* _Problem requirements_
The expected answer is the data below, printed verbatim without its pictures.

Referring expression pointing data
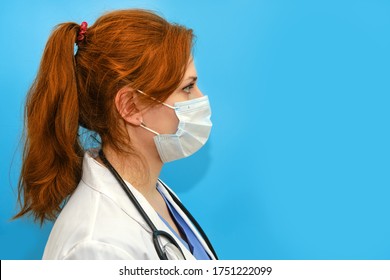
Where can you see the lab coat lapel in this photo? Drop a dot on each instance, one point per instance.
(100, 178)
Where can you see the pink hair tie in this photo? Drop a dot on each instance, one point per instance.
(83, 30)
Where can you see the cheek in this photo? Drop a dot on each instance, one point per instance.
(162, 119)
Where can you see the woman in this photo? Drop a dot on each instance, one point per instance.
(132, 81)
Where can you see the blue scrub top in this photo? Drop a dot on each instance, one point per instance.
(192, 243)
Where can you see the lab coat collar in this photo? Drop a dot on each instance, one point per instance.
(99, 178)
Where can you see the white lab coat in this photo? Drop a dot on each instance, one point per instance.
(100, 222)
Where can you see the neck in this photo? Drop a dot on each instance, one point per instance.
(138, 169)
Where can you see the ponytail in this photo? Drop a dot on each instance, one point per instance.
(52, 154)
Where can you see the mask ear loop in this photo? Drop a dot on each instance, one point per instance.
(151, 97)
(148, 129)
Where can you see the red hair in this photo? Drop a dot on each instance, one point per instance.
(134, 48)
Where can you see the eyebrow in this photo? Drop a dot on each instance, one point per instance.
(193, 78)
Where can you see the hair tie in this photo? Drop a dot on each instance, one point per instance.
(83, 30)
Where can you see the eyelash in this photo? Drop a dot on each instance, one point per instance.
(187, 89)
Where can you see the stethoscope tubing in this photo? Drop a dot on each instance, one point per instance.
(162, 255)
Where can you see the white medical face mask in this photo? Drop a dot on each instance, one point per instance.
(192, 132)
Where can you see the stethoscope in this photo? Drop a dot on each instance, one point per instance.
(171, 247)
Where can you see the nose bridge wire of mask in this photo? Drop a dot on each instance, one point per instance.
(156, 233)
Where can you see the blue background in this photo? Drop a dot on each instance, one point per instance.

* _Answer space_
Where can you see the lab coat lapel in this photo? Drop a dot on each instance, one point per instance.
(100, 178)
Where can you see the pink hair tie in this photo? Drop a dot on each instance, one point per instance.
(83, 30)
Where can you see the cheek in this photo? Drop a dot on each instance, one point per instance.
(162, 119)
Where can you see the woman in this photo? Drop a dot on each instance, one point per instance.
(132, 81)
Where can you see the blue scrub top in this photo? Drop a dot on each instance, one point per instance.
(192, 243)
Where can you see the lab coat collar in this photo? Drop a dot on each instance, one point per instance.
(99, 178)
Where can you see the white lab coat in this photo? Drop a dot on each instance, one point per instance.
(100, 222)
Where can you see the neck in this photo? Drop a dot on each instance, one point per instance.
(138, 169)
Where can you see the ponytail in this photo? Drop a dot on each instance, one point per instance.
(52, 154)
Where can you see the mask ear loop in this photo? Drop a dot on each instance, one point per instance.
(151, 97)
(148, 129)
Where can you see the red hair in this photo? Drop a dot on each instance, one point per instance.
(134, 48)
Where can you see the eyebrow in this photo? Drop a dot on each instance, one point per instance.
(193, 78)
Where can you see the hair tie in this photo? Drop a dot on each instance, one point per instance.
(83, 30)
Where can you see the eyelash in this photo? Drop a dot on each instance, one point per instance.
(187, 89)
Where can you see the stethoscope tubing in this photo? Drop a dot on each instance, one point per instance.
(162, 255)
Where can you see the white medical face mask in this photo? Drop a dot on each instance, one point per instance.
(192, 132)
Where can you see the stethoscope in this photo? Drop a dot on each instance, one point per instance.
(171, 247)
Where can you see the nose bridge wire of mask in this photo? Drop a dot on each instance, one point per instance.
(156, 233)
Where can you see the blue background in this photo? Drop a dot on each instance, one point per instance.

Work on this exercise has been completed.